Exercise set =>
(1) In the remote BLASTing thread, what new name does the author propose for RemoteBlast?
(2) Extend the remote BLASTing thread, picking up right after its last sentence.

Passage given =>
——————————
[Bioperl-l] Remote BLASTing (was BLAST parameters)

Jason Stajich jason@cgt.mc.duke.edu
Fri, 9 Aug 2002 15:42:11 -0400 (EDT)


oh yeah - and it should be renamed WebBlast. If someone writes a server
which does not have a cgi interface but allows blast
submissions/retrievals (CORBA, decode the NCBI blastcl3 code, etc...)
then we should be able to talk to it as well.

So refactoring is in order if people really want to expand the generality
of this object (which I think is a good idea and will help advise on).

-jason

On Fri, 9 Aug 2002, Jason Stajich wrote:

> Yes I wrote RemoteBlast with HARD CODED global hash.
> It was more of an exercise than a true flexible remote blasting module
> because most systems are different.  We should really setup RemoteBlast as
> a front end factory and subclass it for different types of RemoteBlast
> engines (NCBI, EBI, your-favorite-system, local-blast stuff).  The Hard
> coding should be removed and made to be picking up defaults but allowing
> everything to be set dynamically in the object.
>
> Mat Wiepert @mayo is looking at this, if someone else wants to help this
> should be reasonably easy to do in a more generally way if you are happy
> to CGI parameter debug.
>
> -jason
>
> On Fri, 9 Aug 2002, P B wrote:
>
> > Hi Brian,
> >
> > Thanks!  It will be great to know how to change parameters like this.  My
> > one question is: what is that line of code $Bio::...HEADER{'MATRIX_NAME'} =
> > 'BLOSUM25' actually doing?  Is HEADER a hash in the RemoteBlast name-space?
——————————
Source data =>
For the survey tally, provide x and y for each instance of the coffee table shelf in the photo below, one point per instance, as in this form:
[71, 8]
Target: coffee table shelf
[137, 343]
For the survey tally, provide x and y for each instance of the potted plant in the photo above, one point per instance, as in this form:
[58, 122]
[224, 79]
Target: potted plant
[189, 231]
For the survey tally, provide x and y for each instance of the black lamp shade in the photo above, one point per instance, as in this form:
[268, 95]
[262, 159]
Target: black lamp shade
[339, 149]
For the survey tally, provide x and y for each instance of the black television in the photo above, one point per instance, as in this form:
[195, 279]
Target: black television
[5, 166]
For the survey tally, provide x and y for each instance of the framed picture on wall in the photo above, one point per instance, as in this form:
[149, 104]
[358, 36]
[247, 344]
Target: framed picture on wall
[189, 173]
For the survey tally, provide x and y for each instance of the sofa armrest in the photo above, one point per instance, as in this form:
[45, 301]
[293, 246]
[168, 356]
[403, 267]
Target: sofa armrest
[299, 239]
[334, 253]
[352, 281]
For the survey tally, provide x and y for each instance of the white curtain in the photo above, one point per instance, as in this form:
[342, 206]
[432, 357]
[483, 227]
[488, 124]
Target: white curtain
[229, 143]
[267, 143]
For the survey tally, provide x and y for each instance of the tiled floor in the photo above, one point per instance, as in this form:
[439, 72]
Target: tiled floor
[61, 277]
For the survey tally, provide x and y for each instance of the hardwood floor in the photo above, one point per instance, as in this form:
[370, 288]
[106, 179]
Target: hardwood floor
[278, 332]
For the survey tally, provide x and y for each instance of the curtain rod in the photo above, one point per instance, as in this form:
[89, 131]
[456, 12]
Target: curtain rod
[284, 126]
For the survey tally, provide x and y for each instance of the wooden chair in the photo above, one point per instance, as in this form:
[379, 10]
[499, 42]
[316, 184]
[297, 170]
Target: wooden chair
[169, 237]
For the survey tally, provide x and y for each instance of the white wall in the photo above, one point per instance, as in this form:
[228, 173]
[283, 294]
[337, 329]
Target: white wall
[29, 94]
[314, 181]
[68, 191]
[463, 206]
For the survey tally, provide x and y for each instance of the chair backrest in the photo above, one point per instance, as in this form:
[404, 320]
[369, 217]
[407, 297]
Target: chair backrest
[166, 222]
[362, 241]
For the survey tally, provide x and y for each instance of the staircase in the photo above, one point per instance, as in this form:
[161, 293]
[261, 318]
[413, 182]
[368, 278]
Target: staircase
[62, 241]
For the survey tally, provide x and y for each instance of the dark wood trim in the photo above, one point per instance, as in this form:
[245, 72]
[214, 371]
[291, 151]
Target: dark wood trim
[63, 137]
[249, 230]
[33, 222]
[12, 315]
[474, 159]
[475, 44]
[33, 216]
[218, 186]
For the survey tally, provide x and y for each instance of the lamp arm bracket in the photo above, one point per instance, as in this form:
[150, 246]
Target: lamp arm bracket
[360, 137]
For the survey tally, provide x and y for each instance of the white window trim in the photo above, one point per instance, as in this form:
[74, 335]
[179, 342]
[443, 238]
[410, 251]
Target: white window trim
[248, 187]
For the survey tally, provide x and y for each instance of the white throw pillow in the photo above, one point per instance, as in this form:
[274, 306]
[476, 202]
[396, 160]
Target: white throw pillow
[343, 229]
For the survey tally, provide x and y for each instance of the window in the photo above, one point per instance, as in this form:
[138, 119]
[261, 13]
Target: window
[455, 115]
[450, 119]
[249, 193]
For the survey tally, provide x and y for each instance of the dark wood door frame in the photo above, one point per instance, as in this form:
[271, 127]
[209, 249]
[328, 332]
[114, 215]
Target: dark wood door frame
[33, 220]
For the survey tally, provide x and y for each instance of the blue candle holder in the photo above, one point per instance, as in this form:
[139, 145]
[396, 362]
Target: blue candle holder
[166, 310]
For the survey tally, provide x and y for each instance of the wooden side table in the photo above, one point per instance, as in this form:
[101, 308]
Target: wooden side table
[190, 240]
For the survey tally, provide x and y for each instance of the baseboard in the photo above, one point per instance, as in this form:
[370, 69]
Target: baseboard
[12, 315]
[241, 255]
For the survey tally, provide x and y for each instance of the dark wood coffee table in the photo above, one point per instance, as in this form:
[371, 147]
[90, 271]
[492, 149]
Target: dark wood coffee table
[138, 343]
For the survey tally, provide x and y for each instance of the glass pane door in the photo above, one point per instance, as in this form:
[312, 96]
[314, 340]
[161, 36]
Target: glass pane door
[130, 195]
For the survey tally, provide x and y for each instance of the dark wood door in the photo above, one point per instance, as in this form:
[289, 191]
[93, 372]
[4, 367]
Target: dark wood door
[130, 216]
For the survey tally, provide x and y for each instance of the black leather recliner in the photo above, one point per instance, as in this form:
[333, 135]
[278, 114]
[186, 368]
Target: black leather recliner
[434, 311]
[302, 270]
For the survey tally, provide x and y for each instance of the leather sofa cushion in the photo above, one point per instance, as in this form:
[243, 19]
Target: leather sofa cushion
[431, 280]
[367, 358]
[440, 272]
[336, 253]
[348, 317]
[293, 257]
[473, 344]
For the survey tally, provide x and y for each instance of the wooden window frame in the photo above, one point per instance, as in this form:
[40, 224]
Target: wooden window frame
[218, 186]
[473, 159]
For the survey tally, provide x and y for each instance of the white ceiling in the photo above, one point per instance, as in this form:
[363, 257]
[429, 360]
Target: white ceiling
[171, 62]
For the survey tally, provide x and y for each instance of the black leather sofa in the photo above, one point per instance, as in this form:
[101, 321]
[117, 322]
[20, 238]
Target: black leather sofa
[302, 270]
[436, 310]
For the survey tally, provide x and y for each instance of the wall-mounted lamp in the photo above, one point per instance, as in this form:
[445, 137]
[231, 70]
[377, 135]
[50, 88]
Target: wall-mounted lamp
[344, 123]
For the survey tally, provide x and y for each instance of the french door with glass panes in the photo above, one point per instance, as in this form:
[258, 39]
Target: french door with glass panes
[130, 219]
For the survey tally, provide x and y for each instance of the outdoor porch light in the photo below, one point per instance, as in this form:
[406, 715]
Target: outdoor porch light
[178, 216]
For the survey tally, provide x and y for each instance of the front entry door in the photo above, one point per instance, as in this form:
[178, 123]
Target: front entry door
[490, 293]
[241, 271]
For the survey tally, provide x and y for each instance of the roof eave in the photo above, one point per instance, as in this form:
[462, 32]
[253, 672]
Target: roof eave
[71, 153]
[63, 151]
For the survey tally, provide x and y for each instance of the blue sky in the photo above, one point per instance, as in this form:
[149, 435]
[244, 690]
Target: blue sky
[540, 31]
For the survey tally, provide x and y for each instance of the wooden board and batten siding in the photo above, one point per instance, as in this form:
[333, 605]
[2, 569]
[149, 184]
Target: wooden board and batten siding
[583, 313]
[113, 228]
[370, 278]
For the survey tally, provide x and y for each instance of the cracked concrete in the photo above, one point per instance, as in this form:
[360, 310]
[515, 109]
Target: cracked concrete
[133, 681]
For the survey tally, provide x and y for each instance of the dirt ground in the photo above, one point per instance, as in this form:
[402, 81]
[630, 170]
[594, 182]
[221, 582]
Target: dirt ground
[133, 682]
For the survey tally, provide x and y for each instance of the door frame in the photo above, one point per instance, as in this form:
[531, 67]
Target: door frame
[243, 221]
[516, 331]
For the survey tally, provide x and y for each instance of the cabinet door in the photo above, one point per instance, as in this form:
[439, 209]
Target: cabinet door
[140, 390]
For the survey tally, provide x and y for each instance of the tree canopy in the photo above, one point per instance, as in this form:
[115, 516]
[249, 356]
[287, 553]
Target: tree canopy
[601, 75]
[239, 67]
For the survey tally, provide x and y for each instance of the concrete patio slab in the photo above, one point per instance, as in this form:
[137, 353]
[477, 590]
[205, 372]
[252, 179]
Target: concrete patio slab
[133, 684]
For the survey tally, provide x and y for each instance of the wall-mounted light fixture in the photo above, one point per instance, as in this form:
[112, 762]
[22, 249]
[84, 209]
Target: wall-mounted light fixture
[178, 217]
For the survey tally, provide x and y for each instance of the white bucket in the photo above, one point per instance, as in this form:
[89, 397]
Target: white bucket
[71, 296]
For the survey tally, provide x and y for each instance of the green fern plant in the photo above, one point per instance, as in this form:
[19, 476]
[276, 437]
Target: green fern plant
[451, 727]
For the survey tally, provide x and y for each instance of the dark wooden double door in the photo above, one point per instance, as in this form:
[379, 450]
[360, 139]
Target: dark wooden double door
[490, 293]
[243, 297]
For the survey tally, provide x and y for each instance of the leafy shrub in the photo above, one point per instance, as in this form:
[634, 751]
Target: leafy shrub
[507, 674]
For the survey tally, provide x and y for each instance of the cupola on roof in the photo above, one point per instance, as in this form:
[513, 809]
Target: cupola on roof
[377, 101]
——————————
Outputs in order =>
(1) WebBlast

(2)
> > It's not a crucial point, but I like knowing what's actually going on as
> > much as possible.
> >
> > Thanks again,
> > Tats
> >
> > >From: "Brian Osborne" <brian_osborne@cognia.com>
> > >To: "P B" <itatsumaki@hotmail.com>, <bioperl-l@bioperl.org>
> > >Subject: RE: [Bioperl-l] BLAST parameters
> > >Date: Fri, 9 Aug 2002 13:35:18 -0400
> > >Return-Path: brian_osborne@cognia.com
> > >X-OriginalArrivalTime: 09 Aug 2002 17:35:43.0969 (UTC)
> > >
> > >Tats,
> > >
> > >I just added this to bptutorial.pl, you might find it useful:
> > >
> > >You may want to change some parameter of the remote job and this example
> > >shows how to change the matrix:
> > >
> > >$Bio::Tools::Run::RemoteBlast::HEADER{'MATRIX_NAME'} = 'BLOSUM25';
> > >
> > >For a description of the many CGI parameters see:
> > >
> > >http://www.ncbi.nlm.nih.gov/BLAST/Doc/urlapi.html
> > >
> > >
> > >Brian O.
> > >
> > >
> > >-----Original Message-----
> > >From: bioperl-l-admin@bioperl.org [mailto:bioperl-l-admin@bioperl.org]On
> > >Behalf Of P B
> > >Sent: Friday, August 09, 2002 1:14 PM
> > >To: bioperl-l@bioperl.org
> > >Subject: [Bioperl-l] BLAST parameters
> > >
> > >Hi all, a newbie question I think.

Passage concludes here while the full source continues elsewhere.